• SELECTED EXCERPT:
Ottawa Public Health to focus contact tracing on high-risk spreaders
Low-risk cases will now receive automated messages as system overwhelmed
Contact tracing for COVID-19 in Ottawa will no longer involve directly calling low-priority people who've tested positive, in order to manage a system the city's medical of health says is "nearly broken."
Public health officials have identified contact tracing, along with testing, as critical in the effort to control the spread of the virus in the community.
But with cases now doubling every 10 days, Dr. Vera Etches says that effort will have to be more tactical, since Ottawa Public Health (OPH) can't expand the number of contact tracers to keep up at the same rate.
OPH will now be restricting direct calls to close contacts of people at high risk of spreading the virus to vulnerable communities like schools or long-term care facilities.
The rest will now receive automated calls and online messages.
"We're not giving up," Etches told a media conference Monday.
Success rate has declined
Until last week, OPH had been trying to call everyone who'd tested positive to give advice on self-isolation and to reach out to their close contacts.
OPH had committed to connecting with 90 per cent of positive cases within 24 hours, but by last week was only reaching just over half.
The initial direct call will continue for all positive cases, but contact tracing of close contacts will now be restricted to only priority cases.
"That is a level of investigation that we're not able to carry out in a timely way for all of the people who are testing positive right now," Etches said.
Rather than giving up, OPH is "shifting to a web-based data collection tool" for people who are at lower risk, she said.
Users will be able to identify when they had symptoms and who their close contacts were, and those contacts will then get automated messages with further instructions, Etches said.
'Better than nothing'
OPH's new strategy is similar to what's taking place in Toronto, where public health officials have decided to abandon efforts to trace everyone and focus instead on high-priority cases.
Contact tracing can only be successful if public health staff are able to reach people who test positive for COVID-19 in a timely fashion, said Ashleigh Tuite, a University of Toronto epidemiologist.
Tuite acknowledged it's frustrating to see contact tracing efforts overwhelmed, since they're a critical part of avoiding lockdowns.
"But if all of that is taking too long, then you reach a point where by the time you find these contacts, they're already infectious and they've already potentially infected other people," Tuite said.
"And so it just no longer becomes meaningful."
While it's not clear what will come from Ottawa's automated system, any effort is worthwhile, said Tuite, and even reaching a subset of an infected person's contacts is "better than nothing."
"If it's possible to reach a subset of contacts, that's better than nothing," she said.
Even though OPH is changing how it handles contact tracing, more resources should be on the way.
Last week, the Ontario government promised it would invest in boosting contact tracing in hot zones like Ottawa.
On Monday, Prime Minister Justin Trudeau said the federal government would also contribute to those efforts, providing 30 new contact tracing personnel in Ottawa.
In a statement, OPH said it had 100 full-time and 243 part-time contact tracers at the end of September, compared to 33 before the pandemic.

• GIVEN ENTRIES:
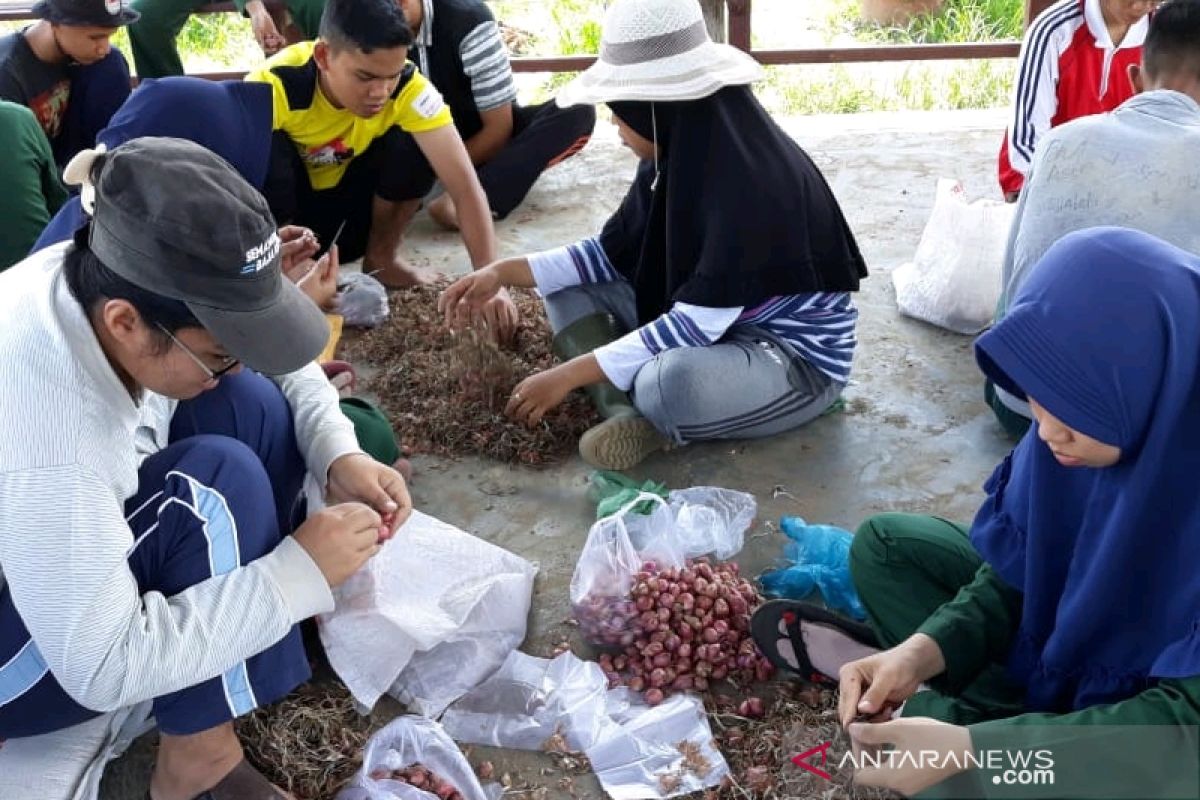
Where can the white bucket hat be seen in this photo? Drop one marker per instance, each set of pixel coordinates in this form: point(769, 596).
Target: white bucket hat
point(658, 50)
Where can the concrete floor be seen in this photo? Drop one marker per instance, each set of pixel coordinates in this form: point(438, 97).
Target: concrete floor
point(915, 434)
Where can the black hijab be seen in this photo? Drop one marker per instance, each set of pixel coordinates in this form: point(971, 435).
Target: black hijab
point(739, 212)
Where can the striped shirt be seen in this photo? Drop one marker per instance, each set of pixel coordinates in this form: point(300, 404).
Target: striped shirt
point(71, 443)
point(1069, 67)
point(819, 325)
point(485, 61)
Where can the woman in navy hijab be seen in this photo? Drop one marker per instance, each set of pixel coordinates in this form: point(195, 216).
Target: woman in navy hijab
point(1069, 611)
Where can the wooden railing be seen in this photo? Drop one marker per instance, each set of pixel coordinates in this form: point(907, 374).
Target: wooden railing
point(729, 20)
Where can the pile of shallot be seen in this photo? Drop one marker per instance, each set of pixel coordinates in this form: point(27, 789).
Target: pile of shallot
point(677, 630)
point(420, 777)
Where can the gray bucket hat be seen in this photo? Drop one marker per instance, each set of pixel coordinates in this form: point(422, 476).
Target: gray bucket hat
point(177, 220)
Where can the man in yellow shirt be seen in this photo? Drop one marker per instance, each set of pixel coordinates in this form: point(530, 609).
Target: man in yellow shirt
point(346, 109)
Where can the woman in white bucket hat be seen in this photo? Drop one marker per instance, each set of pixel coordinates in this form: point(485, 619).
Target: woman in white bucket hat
point(715, 302)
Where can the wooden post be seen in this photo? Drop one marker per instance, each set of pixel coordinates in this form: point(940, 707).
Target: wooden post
point(739, 24)
point(714, 18)
point(1035, 7)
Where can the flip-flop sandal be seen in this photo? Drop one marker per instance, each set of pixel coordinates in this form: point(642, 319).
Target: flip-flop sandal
point(244, 782)
point(765, 630)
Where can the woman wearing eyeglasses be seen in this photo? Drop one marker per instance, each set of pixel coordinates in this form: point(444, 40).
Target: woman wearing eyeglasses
point(162, 411)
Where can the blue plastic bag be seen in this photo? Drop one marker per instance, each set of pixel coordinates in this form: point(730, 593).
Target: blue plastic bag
point(819, 558)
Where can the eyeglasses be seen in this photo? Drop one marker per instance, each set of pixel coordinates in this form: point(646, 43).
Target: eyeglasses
point(228, 365)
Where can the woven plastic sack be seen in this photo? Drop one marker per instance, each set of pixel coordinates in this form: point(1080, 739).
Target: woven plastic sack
point(954, 278)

• EXERCISE DETAILS:
From the article on Ottawa's contact tracing, extract the passage word for word, beginning at the words "OPH had committed" and stopping after "risk, she said.". The listing is separate material, unrelated to the article on Ottawa's contact tracing.

• YOUR SOLUTION:
OPH had committed to connecting with 90 per cent of positive cases within 24 hours, but by last week was only reaching just over half.
The initial direct call will continue for all positive cases, but contact tracing of close contacts will now be restricted to only priority cases.
"That is a level of investigation that we're not able to carry out in a timely way for all of the people who are testing positive right now," Etches said.
Rather than giving up, OPH is "shifting to a web-based data collection tool" for people who are at lower risk, she said.